**** Provided records
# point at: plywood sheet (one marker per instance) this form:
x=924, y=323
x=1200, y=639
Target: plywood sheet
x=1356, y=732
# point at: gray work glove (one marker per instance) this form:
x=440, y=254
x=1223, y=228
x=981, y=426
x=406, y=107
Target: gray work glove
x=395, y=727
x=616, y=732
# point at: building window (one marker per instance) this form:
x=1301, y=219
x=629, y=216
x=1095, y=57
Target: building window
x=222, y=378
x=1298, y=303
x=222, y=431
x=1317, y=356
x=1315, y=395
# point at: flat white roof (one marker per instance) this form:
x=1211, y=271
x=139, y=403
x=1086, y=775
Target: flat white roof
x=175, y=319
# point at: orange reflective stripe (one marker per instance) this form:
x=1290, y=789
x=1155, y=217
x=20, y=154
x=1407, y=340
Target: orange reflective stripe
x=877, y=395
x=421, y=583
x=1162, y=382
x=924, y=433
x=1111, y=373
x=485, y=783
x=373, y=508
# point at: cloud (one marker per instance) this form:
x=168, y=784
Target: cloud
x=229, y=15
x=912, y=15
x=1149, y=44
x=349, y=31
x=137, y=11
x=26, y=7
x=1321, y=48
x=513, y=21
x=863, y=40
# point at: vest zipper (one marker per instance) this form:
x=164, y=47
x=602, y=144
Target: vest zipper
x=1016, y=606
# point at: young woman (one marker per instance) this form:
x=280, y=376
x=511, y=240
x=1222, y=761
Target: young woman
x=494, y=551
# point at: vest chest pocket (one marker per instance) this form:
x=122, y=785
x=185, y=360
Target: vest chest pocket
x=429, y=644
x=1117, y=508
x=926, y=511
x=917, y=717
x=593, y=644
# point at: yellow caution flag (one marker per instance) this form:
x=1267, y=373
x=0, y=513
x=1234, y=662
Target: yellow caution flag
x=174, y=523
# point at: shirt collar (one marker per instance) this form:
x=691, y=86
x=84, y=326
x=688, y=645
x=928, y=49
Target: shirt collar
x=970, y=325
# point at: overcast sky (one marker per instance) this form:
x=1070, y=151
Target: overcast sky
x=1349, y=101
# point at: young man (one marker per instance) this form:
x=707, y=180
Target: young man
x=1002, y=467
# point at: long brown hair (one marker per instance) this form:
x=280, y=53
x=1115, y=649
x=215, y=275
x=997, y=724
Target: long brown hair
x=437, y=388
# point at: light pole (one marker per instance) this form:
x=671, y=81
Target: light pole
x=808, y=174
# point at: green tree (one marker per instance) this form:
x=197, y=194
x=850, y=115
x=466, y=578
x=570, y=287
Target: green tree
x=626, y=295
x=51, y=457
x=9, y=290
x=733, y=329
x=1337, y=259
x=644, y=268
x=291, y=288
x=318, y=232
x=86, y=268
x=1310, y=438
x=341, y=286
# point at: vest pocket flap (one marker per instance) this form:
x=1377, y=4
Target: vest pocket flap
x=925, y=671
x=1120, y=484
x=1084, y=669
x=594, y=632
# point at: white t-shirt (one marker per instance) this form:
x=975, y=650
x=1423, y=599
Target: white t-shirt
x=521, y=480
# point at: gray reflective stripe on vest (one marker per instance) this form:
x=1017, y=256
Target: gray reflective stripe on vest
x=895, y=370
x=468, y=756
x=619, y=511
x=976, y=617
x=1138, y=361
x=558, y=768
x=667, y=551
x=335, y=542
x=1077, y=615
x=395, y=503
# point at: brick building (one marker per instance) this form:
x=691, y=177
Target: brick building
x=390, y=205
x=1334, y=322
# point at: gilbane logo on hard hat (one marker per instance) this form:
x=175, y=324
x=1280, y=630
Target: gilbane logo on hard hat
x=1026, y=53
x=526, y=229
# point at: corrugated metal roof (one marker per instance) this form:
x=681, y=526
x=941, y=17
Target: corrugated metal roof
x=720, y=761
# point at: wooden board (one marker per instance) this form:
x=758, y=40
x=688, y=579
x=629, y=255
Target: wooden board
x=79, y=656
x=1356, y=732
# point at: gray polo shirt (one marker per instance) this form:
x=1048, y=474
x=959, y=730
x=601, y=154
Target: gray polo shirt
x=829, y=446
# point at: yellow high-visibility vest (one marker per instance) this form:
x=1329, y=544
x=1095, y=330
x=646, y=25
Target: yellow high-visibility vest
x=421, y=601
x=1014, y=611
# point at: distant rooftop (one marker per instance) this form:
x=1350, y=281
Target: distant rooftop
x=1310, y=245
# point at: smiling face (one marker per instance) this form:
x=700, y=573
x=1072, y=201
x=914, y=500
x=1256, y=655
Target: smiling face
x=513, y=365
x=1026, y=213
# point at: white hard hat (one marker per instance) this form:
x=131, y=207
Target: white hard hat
********
Write the opening line of the data above and every line after it, exactly, stopping once you have written the line with "x=1407, y=340".

**Written answer:**
# point at: plywood sheet (one marker per instance) this form:
x=924, y=323
x=1200, y=639
Target: plywood sheet
x=1356, y=732
# point at: gray work glove (one marker per instance) this form:
x=440, y=254
x=1223, y=228
x=981, y=426
x=406, y=107
Target: gray work glove
x=395, y=727
x=616, y=732
# point at: building window (one marker per instance) this form:
x=1301, y=219
x=629, y=216
x=1095, y=57
Target: building window
x=222, y=378
x=1298, y=303
x=222, y=431
x=1317, y=356
x=1315, y=395
# point at: flat white roof (one marker per instance) this form:
x=1211, y=271
x=139, y=403
x=1086, y=775
Target: flat white roof
x=175, y=319
# point at: orange reflective stripe (one marker per instance) this form:
x=1290, y=789
x=1155, y=217
x=20, y=154
x=1407, y=340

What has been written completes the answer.